**What is required:**
Print the lines below verbatim, character for character, with no changes, additions or omissions.

☆ ☆ ☆

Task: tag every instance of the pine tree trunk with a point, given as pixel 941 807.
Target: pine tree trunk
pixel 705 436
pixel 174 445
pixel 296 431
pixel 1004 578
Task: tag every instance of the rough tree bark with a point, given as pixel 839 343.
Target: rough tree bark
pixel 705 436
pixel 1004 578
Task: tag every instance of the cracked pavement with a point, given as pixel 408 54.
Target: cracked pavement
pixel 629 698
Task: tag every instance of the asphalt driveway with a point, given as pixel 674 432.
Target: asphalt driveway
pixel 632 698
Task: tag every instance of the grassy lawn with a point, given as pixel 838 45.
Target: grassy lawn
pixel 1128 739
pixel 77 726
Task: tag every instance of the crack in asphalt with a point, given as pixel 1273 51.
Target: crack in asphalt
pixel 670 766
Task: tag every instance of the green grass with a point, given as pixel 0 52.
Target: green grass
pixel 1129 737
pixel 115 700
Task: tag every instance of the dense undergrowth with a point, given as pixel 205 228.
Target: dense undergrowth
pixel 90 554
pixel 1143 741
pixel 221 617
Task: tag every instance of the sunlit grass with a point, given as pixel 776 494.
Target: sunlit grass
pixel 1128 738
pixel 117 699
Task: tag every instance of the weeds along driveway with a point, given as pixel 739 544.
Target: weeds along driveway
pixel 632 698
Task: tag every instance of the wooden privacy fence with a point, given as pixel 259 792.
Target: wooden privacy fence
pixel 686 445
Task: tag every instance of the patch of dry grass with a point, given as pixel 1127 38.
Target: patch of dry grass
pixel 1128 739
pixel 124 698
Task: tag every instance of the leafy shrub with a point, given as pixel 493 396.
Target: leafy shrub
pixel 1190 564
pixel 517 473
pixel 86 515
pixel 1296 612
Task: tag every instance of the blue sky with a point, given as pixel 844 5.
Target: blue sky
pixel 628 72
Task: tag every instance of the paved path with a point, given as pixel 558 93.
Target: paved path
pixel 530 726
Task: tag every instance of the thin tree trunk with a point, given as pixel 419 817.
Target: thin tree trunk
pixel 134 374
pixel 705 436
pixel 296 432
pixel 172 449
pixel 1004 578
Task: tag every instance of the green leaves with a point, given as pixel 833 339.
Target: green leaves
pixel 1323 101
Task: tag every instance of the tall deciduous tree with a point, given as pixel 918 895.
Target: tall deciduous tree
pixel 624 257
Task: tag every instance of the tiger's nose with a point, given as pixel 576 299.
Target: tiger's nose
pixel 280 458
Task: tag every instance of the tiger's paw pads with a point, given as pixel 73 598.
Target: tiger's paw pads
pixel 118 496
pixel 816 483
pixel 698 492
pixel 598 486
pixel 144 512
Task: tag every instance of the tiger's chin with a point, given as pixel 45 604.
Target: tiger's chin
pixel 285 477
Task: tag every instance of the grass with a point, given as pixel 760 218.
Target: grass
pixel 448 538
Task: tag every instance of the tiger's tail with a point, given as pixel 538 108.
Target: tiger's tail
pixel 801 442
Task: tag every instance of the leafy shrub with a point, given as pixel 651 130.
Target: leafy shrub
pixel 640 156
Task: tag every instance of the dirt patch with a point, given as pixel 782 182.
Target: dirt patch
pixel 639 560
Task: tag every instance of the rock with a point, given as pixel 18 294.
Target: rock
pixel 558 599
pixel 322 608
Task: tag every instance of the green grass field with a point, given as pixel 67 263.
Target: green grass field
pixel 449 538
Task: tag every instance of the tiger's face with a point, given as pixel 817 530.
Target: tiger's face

☆ ☆ ☆

**Result below:**
Task: tag every instance of the pine tree trunk with a point, given as pixel 941 807.
Target: pine tree trunk
pixel 705 436
pixel 174 445
pixel 296 431
pixel 1004 578
Task: tag every instance of the rough tree bark with a point, given as pixel 839 343.
Target: rough tree bark
pixel 705 436
pixel 1004 578
Task: tag every instance of the cracked pavement with a point, given as pixel 408 54.
Target: cracked pavement
pixel 629 698
Task: tag every instance of the asphalt driveway with a point, given as pixel 674 432.
Target: asphalt driveway
pixel 632 698
Task: tag every instance of the grassy lawn with a point, given as pixel 838 45.
Target: grassy lawn
pixel 1128 739
pixel 77 726
Task: tag every instance of the crack in asphalt with a point, given as pixel 1273 51.
Target: crack in asphalt
pixel 670 766
Task: tag every instance of the green grass with a point, given as pixel 0 52.
Target: green grass
pixel 1129 737
pixel 115 700
Task: tag every instance of the dense undergrowth with a point, given as pixel 205 228.
Target: dense undergrowth
pixel 90 554
pixel 1143 741
pixel 221 617
Task: tag every instance of the sunlit grass with a point, given as pixel 776 494.
Target: sunlit grass
pixel 1128 738
pixel 117 699
Task: tag every instance of the weeds along driveway with a point, given as pixel 739 544.
Target: weeds along driveway
pixel 632 698
Task: tag every instance of the wooden privacy fence with a point, given as pixel 259 792.
Target: wooden privacy fence
pixel 686 445
Task: tag every instance of the patch of dry grass with a point, given as pixel 1127 38.
Target: patch of dry grass
pixel 1128 739
pixel 124 698
Task: tag every instance of the leafy shrub with a point, given as pixel 493 396.
Target: leafy shrub
pixel 1190 564
pixel 517 473
pixel 86 515
pixel 1296 612
Task: tag every instance of the blue sky with a point, given as pixel 844 5.
Target: blue sky
pixel 628 72
Task: tag every instance of the paved path with a point, given as pixel 558 93.
Target: paved path
pixel 530 726
Task: tag every instance of the thin tree trunk with a point, given as pixel 419 817.
Target: thin tree trunk
pixel 134 374
pixel 705 436
pixel 296 432
pixel 172 449
pixel 1004 578
Task: tag every instance of the green leaves with a point, given as pixel 833 339.
Target: green leaves
pixel 1323 101
Task: tag every instance of the tall deciduous tree with a point, given as pixel 918 895.
Target: tall deciduous tree
pixel 624 257
Task: tag every instance of the tiger's nose with a point, given as pixel 576 299.
Target: tiger's nose
pixel 280 458
Task: tag every instance of the tiger's paw pads with a point, given as pixel 73 598.
Target: tiger's paw pads
pixel 118 496
pixel 816 483
pixel 698 492
pixel 598 486
pixel 144 512
Task: tag every instance of the tiger's chin with a point, given as pixel 45 604.
Target: tiger's chin
pixel 285 477
Task: tag every instance of the grass with a point, given as pixel 760 218.
Target: grass
pixel 448 538
Task: tag every instance of the tiger's tail with a point, given as pixel 538 108.
Target: tiger's tail
pixel 801 442
Task: tag every instance of the leafy shrub with a point, given as pixel 651 130.
Target: leafy shrub
pixel 640 156
Task: tag every instance of the dirt patch with a point, given as pixel 782 182.
Target: dirt patch
pixel 639 560
Task: tag every instance of the rock with a point, given as pixel 18 294.
Target: rock
pixel 558 599
pixel 322 608
Task: tag every instance of the green grass field with a point, given as pixel 67 263.
Target: green grass field
pixel 449 538
Task: tag every instance of the tiger's face with a point, given as pixel 817 530.
Target: tiger's face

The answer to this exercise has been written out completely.